→ **Aim of the exercise**
Here are some entries; quote each one exactly.

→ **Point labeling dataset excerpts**
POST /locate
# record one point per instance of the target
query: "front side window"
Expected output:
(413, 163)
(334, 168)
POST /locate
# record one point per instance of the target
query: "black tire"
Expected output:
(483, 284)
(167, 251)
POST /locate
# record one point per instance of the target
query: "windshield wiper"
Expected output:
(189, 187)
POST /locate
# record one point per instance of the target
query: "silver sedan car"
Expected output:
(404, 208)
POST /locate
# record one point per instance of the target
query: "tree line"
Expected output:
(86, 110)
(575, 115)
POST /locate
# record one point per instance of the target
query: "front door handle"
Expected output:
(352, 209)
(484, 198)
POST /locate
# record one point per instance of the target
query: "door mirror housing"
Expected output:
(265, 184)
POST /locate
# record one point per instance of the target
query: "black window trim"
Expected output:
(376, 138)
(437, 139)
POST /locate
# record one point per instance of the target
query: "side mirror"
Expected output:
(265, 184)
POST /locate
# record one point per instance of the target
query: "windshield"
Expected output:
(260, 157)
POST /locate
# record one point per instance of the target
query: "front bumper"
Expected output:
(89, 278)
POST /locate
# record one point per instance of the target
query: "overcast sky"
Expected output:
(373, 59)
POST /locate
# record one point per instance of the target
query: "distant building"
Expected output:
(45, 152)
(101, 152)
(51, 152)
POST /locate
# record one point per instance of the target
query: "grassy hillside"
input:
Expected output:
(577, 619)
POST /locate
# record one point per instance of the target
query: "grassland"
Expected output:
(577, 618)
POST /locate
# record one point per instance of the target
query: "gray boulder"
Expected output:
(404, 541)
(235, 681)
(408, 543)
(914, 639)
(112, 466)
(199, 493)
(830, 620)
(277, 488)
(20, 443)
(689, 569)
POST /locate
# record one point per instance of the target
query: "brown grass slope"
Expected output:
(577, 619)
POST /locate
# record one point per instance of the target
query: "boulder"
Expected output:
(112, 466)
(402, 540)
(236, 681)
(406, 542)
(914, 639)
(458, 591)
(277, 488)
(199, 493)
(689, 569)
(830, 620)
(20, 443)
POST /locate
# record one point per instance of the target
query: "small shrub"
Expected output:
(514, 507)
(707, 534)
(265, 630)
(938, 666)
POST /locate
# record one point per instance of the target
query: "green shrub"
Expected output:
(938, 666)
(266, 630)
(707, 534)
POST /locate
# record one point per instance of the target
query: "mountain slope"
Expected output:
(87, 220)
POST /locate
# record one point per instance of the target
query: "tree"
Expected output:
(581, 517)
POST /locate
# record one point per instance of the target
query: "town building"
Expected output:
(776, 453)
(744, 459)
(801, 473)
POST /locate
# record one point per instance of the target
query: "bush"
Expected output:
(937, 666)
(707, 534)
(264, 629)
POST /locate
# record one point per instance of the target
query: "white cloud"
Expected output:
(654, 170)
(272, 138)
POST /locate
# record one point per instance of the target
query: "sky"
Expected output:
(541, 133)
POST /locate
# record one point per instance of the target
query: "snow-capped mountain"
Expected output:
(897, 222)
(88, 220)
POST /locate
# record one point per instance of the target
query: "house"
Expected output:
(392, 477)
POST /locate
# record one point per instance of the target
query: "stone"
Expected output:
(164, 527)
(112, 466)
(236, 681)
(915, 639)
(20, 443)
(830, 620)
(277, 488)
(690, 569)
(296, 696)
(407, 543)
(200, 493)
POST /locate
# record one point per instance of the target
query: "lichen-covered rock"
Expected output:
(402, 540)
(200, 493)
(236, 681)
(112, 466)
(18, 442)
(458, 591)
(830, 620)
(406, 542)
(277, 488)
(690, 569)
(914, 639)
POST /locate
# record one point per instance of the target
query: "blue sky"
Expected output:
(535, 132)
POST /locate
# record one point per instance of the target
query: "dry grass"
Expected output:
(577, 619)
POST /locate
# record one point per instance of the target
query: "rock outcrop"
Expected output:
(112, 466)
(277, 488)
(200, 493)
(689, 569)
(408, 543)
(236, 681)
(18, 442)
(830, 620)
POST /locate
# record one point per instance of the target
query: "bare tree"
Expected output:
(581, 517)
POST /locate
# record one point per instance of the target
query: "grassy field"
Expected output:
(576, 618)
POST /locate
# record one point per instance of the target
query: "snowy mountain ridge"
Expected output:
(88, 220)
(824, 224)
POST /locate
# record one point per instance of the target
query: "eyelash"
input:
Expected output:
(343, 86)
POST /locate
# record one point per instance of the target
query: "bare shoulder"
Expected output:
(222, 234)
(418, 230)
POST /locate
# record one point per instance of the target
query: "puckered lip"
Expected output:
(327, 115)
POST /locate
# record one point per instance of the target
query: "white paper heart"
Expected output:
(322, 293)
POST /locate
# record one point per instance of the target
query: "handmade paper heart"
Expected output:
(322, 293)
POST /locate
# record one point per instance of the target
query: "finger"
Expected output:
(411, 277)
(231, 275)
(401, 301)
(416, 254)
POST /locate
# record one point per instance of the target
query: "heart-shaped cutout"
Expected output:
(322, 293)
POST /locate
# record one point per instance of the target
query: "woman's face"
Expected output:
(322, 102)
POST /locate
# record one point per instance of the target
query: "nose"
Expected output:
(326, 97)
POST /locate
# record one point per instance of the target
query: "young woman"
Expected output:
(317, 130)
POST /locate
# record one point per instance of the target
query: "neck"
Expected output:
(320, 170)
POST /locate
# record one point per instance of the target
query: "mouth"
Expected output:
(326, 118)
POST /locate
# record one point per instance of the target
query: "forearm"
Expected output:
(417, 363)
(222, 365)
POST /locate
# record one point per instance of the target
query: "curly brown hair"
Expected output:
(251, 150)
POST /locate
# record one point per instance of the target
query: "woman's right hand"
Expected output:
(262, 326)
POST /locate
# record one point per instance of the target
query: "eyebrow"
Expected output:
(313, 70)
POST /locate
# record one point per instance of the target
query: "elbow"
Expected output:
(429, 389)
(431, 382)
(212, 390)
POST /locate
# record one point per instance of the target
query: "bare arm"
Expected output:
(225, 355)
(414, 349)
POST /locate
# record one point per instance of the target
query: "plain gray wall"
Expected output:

→ **Result of this task**
POST /locate
# record one point per instance of the target
query: "front side window"
Expected output:
(413, 163)
(334, 168)
POST /locate
# record one point per instance of the target
query: "black tire"
Expected output:
(483, 284)
(167, 251)
POST /locate
# record one point per instance of the target
query: "windshield wiper"
Expected output:
(189, 187)
POST /locate
# record one point per instance of the target
query: "silver sedan car"
Expected output:
(404, 208)
POST /locate
# record one point per instance of the target
query: "tree line"
Expected output:
(86, 110)
(575, 115)
POST /locate
# record one point per instance of the target
query: "front door handle"
Expected output:
(352, 209)
(484, 198)
POST /locate
# record one point per instance of the target
query: "door mirror housing"
Expected output:
(265, 184)
POST /locate
# record one point per instance of the target
query: "black window trim"
Expected output:
(376, 138)
(437, 139)
POST /locate
# record one point per instance of the target
query: "side mirror"
Expected output:
(265, 184)
POST /locate
# record one point per instance of the target
query: "windshield"
Expected output:
(260, 157)
POST /locate
# record one point per instance of the target
query: "front bumper"
Expected output:
(89, 278)
POST /locate
# record one point per instance of the target
query: "overcast sky"
Expected output:
(373, 59)
POST /locate
# record one point per instance of the target
query: "distant building"
Expected output:
(45, 152)
(101, 152)
(51, 152)
POST /locate
# record one point per instance of the target
query: "grassy hillside"
input:
Expected output:
(577, 619)
POST /locate
# record one point per instance of the target
query: "grassland"
Expected output:
(577, 618)
POST /locate
# record one point per instance of the target
query: "gray boulder"
Expected output:
(404, 541)
(235, 681)
(408, 543)
(914, 639)
(112, 466)
(199, 493)
(830, 620)
(277, 488)
(20, 443)
(689, 569)
POST /locate
# record one point per instance of the target
query: "brown grass slope"
Expected output:
(577, 619)
POST /locate
# record one point per instance of the target
query: "boulder"
Expected output:
(112, 466)
(402, 540)
(236, 681)
(406, 542)
(914, 639)
(458, 591)
(277, 488)
(199, 493)
(689, 569)
(830, 620)
(20, 443)
POST /locate
# record one point per instance of the target
query: "small shrub"
Expected output:
(514, 507)
(707, 534)
(265, 630)
(938, 666)
POST /locate
# record one point per instance of the target
query: "green shrub"
Expected output:
(938, 666)
(266, 630)
(707, 534)
POST /locate
# record one point per instance of the target
query: "mountain slope"
Expected output:
(87, 220)
POST /locate
# record one point per instance of the target
query: "tree"
Expected output:
(581, 517)
POST /locate
# record one point per instance of the target
query: "town building"
Expected output:
(776, 453)
(744, 459)
(801, 473)
POST /locate
# record one point per instance of the target
query: "bush"
Expected output:
(937, 666)
(707, 534)
(264, 629)
POST /locate
# record one point per instance of the target
query: "white cloud"
Expected output:
(654, 170)
(272, 138)
POST /locate
# record one point per instance of the target
query: "sky"
Expected output:
(541, 133)
POST /locate
# record one point per instance of the target
query: "snow-capped mountain"
Expected output:
(897, 222)
(88, 220)
POST /locate
# record one point per instance of the target
query: "house"
Expected output:
(392, 477)
POST /locate
# record one point per instance of the target
query: "stone"
Expected output:
(164, 527)
(112, 466)
(236, 681)
(915, 639)
(20, 443)
(830, 620)
(277, 488)
(690, 569)
(296, 696)
(407, 543)
(200, 493)
POST /locate
# record one point per instance of the target
query: "lichen-covered rock"
Expected output:
(402, 540)
(200, 493)
(236, 681)
(112, 466)
(18, 442)
(458, 591)
(830, 620)
(406, 542)
(277, 488)
(690, 569)
(914, 639)
POST /locate
# record one point per instance of the target
query: "blue sky"
Expected output:
(535, 132)
POST /locate
# record one point per instance of the target
query: "dry grass"
Expected output:
(577, 619)
POST /locate
# record one point per instance of the target
query: "rock outcrop"
Expected output:
(112, 466)
(277, 488)
(200, 493)
(689, 569)
(408, 543)
(236, 681)
(18, 442)
(830, 620)
POST /locate
# record one point per instance of the target
query: "bare tree"
Expected output:
(581, 517)
POST /locate
# record one point per instance of the target
query: "grassy field"
Expected output:
(576, 618)
POST /locate
# record one point per instance of the target
query: "snowy mountain ridge"
Expected output:
(88, 220)
(824, 224)
POST /locate
# record one point per instance of the target
query: "eyelash"
input:
Expected output:
(343, 86)
POST /locate
# record one point per instance of the target
query: "bare shoulder"
Expected output:
(222, 234)
(418, 230)
POST /locate
# record one point per instance of the target
query: "puckered lip"
Expected output:
(327, 115)
POST /locate
# record one point per instance of the target
query: "white paper heart"
Expected output:
(322, 293)
POST /locate
# record one point per instance of the target
query: "handmade paper heart"
Expected output:
(322, 293)
POST /locate
# record one point per instance of the target
query: "finger"
Expected output:
(411, 277)
(231, 275)
(401, 301)
(416, 254)
POST /locate
# record one point per instance of the target
query: "heart-shaped cutout"
Expected output:
(322, 293)
POST /locate
# record one point per instance of the target
query: "woman's face"
Expected output:
(322, 102)
POST /locate
# record one point per instance of the target
query: "nose"
Expected output:
(326, 97)
POST /locate
# record one point per instance of the target
query: "young woman"
Expected output:
(317, 130)
POST /locate
# record one point per instance of the target
query: "neck"
Expected output:
(320, 170)
POST /locate
# record one point per instance of the target
query: "mouth"
Expected output:
(326, 118)
POST /locate
# record one point per instance of the target
query: "forearm"
Expected output:
(417, 363)
(222, 365)
POST /locate
# record one point per instance of the target
query: "curly brown hair"
Expected output:
(251, 150)
POST /locate
# record one point per instance of the target
query: "woman's right hand"
Expected output:
(262, 326)
POST /locate
# record one point per instance of the target
query: "eyebrow"
Expected output:
(313, 70)
POST /locate
# record one point per instance of the target
query: "elbow"
Expected output:
(429, 389)
(431, 382)
(212, 390)
POST /locate
# record one point per instance of the target
query: "bare arm"
Expected output:
(225, 355)
(414, 349)
POST /locate
# record one point per instance of the target
query: "plain gray wall"
Expected output:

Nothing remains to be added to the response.